### Document section:
======
Xloader - the next-generation Formbook, is a sophisticated strain of Stealer malware designed to steal user information, operating as MaaS (Malware as a Service), with an extremely affordable price that attackers must pay, which is only around $59 per month. However, this type of malware possesses highly advanced features to evade analysis and detection in the runtime environment.

Today, our team received this Xloader sample, with the hash of d18f7d5b06eb88a6be5bfa39f6aa3cfa, and the special is that the outer wrapper of this sample is written in the .NET architecture, but the inner Xloader payload is in the x86. So, to provide you with the most comprehensive overview of this type of malware, here is a detailed analysis of the Xloader malware - also known as the next-generation Formbook.

1. Overview

As always, here is the malware working flow

2. Step-by-step Analysis

The Sample is written to impersonate an electronic store management file with full functionality.

At first glance, it is very difficult to detect the malicious payload within the program. The malware possesses all the attributes and methods of a typical management program.

The malware payload is written in between the constructor function of the management program, within a class named: frmMain

The malware loads a resource named 'Denp' and proceeds to decrypt it. Afterward, it maps it into memory using Assembly.Load and invokes a method within the decrypted code

After decryption, the resource "Denp" becomes a .DLL file and is mapped into the process.
======
### Recorded data:

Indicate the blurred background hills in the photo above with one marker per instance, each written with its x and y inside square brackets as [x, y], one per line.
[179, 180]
======
### Written instruction 1:
According to the Xloader analysis, roughly how much do attackers pay each month to use the malware?
### Written instruction 2:
Quote the Xloader analysis word for word, beginning at the words "At first glance, it" and stopping after "into the process.".
### Written instruction 3:
Decide whether each statement agrees with the Xloader analysis. Answer yes or no for each, and quote the words of the text that settle it. (a) The inner Xloader payload is written in .NET. (b) The malware payload is placed within a class named frmMain. (c) After decryption, the resource "Denp" becomes an .EXE file.
You will not need the lines.

### Correct response 1:
About $59 per month.

### Correct response 2:
At first glance, it is very difficult to detect the malicious payload within the program. The malware possesses all the attributes and methods of a typical management program.

The malware payload is written in between the constructor function of the management program, within a class named: frmMain

The malware loads a resource named 'Denp' and proceeds to decrypt it. Afterward, it maps it into memory using Assembly.Load and invokes a method within the decrypted code

After decryption, the resource "Denp" becomes a .DLL file and is mapped into the process.

### Correct response 3:
(a) No: "the outer wrapper of this sample is written in the .NET architecture, but the inner Xloader payload is in the x86"
(b) Yes: "within a class named: frmMain"
(c) No: "After decryption, the resource "Denp" becomes a .DLL file"